Requirement a: In the forum thread below, what reason does SteveC give for why some users came in and bashed the M system?
BEGIN Text
# Why the Hate??



## Doormat (Nov 3, 2022)

So much hate and negativity towards the M system, mainly from R users it seems. Maybe they need to justify their outlay? 

For the record, I love the tiny M stuff. Owning both the 100D & 200D DSLR buying into the the M was a no brainer. Currently own all the M lenses (plus a few duplicates) along with the Sigma 1.4 trio. Body wise have the M, M10, M100, M5, M50 (x2), M6ii (all caged). All picked up used, boxed and mintish. I honestly couldn’t be happier. I still own numerous DSLRs in the 3 various sensor sizes. 
I’m happy the R is so successful and the R5 does appear to be incredible. So why the hate towards M and it’s users.?

Sad…


----------



## Jethro (Nov 3, 2022)

Doormat said:


> So much hate and negativity towards the M system, mainly from R users it seems. Maybe they need to justify their outlay?
> 
> For the record, I love the tiny M stuff. Owning both the 100D & 200D DSLR buying into the the M was a no brainer. Currently own all the M lenses (plus a few duplicates) along with the Sigma 1.4 trio. Body wise have the M, M10, M100, M5, M50 (x2), M6ii (all caged). All picked up used, boxed and mintish. I honestly couldn’t be happier. I still own numerous DSLRs in the 3 various sensor sizes.
> I’m happy the R is so successful and the R5 does appear to be incredible. So why the hate towards M and it’s users.?
> ...


I've got no idea what you're talking about. This forum is full of people who use the M system, and are very attached to it, sometimes owning and using it alongside FF bodies (ML or DSLR). Are you thinking of the world generally? Or big bad Canon, who have just announced another FF R series body on top of 2 recent APSC R bodies, and partially discontinued some more M series bodies? 

To get any sympathy at all, you'll have to be a little more specific.


----------



## danfaz (Nov 11, 2022)

I haven't seen any hate here, especially towards users of the system.


----------



## SteveC (Nov 11, 2022)

Jethro said:


> I've got no idea what you're talking about. This forum is full of people who use the M system, and are very attached to it, sometimes owning and using it alongside FF bodies (ML or DSLR). Are you thinking of the world generally? Or big bad Canon, who have just announced another FF R series body on top of 2 recent APSC R bodies, and partially discontinued some more M series bodies?
> 
> To get any sympathy at all, you'll have to be a little more specific.



I'll agree that the frequent, prominent people here have shown the M series no ill will.

However, although I can't speak for the original poster, I've seen, over the years, users come in out of the blue and fling insults at the system. I think it was largely people who wanted an R7 and couldn't imagine it happening while there was an M series...as if they thought Canon was saying, "You want APSC, use this or pound sand." They certainly behaved as if an M system was an actual threat to what they wanted.

But Canon wasn't saying that.

This was a very small number of people, but they could be counted on to jump in and bash the M system from time to time (often completely off topic, or when people were talking about wanting an R7--which was ALSO actually off topic, but not according to their premise that the M series was blocking the R7). So they could be noisy at times.

I personally started out hoping and thinking Canon would produce a sort of super-M system, with the same physical mount, but considerably higher build quality and wider selection of lenses (no 61mm outside diameter rule), for APSC. (Or use adapters.) R was so clearly intended to be full-frame that putting an APS-C sensor behind it just seemed absurd...like building a garage for a semi-tractor trailer rig, but all you ever intend to park in it is a SmartCar or mini cooper...that it seemed crazy to me. I was wrong, obviously.

Anyhow without this false "It's gonna be M or R7" dichotomy, maybe some of the occasional bashers won't have so much hate. And to be sure it has been a long time since I've seen them.


----------
END Text
Requirement b: Rescale the listing from the line that contains "Mark one point per instance of the tower" through the end of the listing, writing those lines out again with their requests included. Multiply every coordinate in the answers by 2 and round to whole numbers, halves up, but leave the requests and their sample coordinates unchanged.
BEGIN Materials provided
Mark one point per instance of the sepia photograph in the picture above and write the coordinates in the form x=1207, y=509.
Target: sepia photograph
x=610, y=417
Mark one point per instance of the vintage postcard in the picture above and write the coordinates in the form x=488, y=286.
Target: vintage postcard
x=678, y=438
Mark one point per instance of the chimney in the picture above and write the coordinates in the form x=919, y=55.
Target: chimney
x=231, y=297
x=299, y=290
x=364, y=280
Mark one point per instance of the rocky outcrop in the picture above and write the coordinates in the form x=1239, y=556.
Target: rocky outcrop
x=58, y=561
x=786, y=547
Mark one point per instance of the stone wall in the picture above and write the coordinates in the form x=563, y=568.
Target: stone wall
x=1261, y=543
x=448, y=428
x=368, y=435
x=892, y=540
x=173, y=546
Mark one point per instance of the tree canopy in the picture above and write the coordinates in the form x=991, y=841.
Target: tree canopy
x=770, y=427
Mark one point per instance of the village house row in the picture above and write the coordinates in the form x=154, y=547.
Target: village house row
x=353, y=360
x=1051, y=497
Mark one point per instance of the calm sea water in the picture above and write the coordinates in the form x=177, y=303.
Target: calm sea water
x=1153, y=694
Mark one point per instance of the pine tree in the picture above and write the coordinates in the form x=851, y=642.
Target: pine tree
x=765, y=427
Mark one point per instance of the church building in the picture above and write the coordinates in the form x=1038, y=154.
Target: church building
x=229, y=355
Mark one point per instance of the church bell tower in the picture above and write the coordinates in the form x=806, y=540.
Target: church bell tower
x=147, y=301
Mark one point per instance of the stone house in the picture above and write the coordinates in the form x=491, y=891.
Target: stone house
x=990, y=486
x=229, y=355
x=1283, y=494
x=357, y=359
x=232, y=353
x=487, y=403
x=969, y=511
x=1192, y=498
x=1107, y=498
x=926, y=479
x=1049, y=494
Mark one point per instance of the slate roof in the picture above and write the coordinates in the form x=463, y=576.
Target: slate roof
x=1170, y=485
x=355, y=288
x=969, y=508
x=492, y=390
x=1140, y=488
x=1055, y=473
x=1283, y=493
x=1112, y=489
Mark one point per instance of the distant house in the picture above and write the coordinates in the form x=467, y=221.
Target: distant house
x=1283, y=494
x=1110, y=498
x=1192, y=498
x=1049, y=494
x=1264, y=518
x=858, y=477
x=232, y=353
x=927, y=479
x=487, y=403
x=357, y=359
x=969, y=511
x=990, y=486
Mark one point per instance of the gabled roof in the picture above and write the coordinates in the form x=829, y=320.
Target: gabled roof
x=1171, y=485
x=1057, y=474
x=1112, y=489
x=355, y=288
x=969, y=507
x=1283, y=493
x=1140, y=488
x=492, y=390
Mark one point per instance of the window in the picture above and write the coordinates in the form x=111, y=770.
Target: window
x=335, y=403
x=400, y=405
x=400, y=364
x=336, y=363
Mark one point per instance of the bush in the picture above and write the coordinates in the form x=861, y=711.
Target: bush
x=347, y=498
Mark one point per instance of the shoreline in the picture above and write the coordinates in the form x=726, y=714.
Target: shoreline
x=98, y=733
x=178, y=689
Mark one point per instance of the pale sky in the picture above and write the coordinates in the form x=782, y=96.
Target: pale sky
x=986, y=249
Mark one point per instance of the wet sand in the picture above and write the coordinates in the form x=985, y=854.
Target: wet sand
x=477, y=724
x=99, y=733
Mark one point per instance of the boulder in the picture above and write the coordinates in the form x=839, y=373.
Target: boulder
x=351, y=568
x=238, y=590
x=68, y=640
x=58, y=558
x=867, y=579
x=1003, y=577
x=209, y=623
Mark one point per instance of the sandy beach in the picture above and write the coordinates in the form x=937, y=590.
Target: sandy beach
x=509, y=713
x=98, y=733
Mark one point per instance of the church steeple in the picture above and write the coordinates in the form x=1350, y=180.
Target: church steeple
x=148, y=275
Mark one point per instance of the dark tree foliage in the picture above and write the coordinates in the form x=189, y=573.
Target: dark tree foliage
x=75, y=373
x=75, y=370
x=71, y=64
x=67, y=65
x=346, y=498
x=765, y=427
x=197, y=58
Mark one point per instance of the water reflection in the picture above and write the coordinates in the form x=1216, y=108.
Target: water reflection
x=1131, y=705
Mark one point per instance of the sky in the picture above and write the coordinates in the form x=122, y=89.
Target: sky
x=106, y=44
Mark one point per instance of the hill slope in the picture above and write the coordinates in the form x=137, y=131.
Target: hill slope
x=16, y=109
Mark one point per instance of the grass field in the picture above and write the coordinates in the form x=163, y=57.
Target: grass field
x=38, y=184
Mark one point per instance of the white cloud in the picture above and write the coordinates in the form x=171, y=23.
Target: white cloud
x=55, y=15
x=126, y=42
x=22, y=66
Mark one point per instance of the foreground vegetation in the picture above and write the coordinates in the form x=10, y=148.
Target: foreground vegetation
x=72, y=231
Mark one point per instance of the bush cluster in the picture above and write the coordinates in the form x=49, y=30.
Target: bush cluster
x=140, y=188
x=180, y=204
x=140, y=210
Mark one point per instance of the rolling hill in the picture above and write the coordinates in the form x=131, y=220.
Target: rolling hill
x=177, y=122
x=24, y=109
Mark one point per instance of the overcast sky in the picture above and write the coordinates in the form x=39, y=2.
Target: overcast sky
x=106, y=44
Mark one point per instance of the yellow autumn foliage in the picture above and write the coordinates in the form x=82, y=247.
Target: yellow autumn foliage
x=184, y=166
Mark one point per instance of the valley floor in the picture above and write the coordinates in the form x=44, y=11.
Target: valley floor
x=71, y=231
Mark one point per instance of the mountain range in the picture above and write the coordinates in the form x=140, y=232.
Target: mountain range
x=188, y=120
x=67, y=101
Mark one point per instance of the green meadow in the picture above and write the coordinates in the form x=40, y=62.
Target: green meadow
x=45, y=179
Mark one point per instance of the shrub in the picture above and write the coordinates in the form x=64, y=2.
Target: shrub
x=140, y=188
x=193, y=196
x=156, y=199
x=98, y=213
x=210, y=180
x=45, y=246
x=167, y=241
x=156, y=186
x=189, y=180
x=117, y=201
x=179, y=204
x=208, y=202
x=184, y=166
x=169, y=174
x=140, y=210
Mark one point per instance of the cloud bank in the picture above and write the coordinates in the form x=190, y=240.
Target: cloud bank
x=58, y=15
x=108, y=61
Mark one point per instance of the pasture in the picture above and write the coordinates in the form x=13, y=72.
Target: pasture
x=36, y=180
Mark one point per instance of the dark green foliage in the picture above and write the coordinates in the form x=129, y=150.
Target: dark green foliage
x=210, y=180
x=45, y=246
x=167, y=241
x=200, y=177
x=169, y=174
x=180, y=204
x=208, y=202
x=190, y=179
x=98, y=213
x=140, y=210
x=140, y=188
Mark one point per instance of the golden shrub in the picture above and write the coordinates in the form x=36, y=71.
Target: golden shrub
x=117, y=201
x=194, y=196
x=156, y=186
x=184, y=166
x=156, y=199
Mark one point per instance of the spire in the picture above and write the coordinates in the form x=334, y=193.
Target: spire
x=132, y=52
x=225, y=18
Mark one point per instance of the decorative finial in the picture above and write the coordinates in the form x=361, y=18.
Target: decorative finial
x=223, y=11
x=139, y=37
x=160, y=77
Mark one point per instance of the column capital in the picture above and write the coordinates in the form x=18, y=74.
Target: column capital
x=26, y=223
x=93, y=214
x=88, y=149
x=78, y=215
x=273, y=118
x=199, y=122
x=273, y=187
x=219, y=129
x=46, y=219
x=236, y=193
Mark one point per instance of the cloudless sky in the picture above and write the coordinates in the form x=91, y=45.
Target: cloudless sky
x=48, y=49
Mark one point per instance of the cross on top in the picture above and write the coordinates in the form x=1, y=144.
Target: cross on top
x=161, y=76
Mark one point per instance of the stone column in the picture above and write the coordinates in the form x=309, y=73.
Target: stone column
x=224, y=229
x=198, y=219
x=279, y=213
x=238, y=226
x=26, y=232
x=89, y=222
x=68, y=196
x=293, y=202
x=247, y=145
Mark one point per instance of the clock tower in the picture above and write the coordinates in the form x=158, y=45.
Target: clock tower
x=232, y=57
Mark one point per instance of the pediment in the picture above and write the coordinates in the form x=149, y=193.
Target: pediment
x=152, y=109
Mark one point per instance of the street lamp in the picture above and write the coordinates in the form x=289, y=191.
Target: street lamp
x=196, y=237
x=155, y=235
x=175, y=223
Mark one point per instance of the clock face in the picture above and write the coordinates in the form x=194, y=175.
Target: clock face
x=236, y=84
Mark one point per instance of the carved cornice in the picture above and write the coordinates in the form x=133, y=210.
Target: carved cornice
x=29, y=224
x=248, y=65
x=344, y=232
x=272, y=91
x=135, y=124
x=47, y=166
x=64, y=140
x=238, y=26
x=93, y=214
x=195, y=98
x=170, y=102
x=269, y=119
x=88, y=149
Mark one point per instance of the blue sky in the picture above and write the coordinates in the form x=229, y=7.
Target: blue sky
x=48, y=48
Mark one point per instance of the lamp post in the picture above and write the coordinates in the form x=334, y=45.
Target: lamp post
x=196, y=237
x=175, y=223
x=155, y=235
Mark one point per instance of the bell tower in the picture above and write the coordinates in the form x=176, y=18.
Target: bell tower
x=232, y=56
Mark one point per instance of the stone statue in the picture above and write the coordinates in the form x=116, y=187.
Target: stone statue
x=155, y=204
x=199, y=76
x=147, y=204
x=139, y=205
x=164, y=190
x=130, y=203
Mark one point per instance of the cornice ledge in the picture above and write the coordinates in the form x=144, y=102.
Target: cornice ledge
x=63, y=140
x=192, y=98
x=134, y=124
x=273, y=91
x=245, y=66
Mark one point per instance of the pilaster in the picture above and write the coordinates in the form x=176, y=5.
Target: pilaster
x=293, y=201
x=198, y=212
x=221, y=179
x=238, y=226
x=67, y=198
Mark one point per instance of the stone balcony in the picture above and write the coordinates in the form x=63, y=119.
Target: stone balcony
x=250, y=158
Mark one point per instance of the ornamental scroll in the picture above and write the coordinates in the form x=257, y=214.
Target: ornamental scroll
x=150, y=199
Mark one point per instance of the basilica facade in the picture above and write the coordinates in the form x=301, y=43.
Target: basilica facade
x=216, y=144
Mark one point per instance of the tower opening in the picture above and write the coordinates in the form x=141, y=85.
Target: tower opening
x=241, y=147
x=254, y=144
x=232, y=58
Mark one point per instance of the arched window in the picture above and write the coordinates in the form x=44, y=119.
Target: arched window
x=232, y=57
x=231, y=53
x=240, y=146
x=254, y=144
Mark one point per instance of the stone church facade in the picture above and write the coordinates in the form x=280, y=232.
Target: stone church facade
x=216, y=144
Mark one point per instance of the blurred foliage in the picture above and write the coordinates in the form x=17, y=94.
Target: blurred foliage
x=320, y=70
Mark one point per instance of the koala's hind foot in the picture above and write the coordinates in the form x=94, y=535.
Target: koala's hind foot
END Materials provided
Complete response a: SteveC says they were largely people who wanted an R7 and couldn't imagine it happening while the M series existed. They acted as if Canon were telling them to use the M or "pound sand." So they treated the M system as an actual threat to what they wanted.

Complete response b:
Mark one point per instance of the tower opening in the picture above and write the coordinates in the form x=141, y=85.
Target: tower opening
x=482, y=294
x=508, y=288
x=464, y=116
Mark one point per instance of the arched window in the picture above and write the coordinates in the form x=44, y=119.
Target: arched window
x=464, y=114
x=462, y=106
x=480, y=292
x=508, y=288
Mark one point per instance of the stone church facade in the picture above and write the coordinates in the form x=280, y=232.
Target: stone church facade
x=432, y=288
Mark one point per instance of the blurred foliage in the picture above and write the coordinates in the form x=17, y=94.
Target: blurred foliage
x=640, y=140
Mark one point per instance of the koala's hind foot in the picture above and write the coordinates in the form x=94, y=535.
Target: koala's hind foot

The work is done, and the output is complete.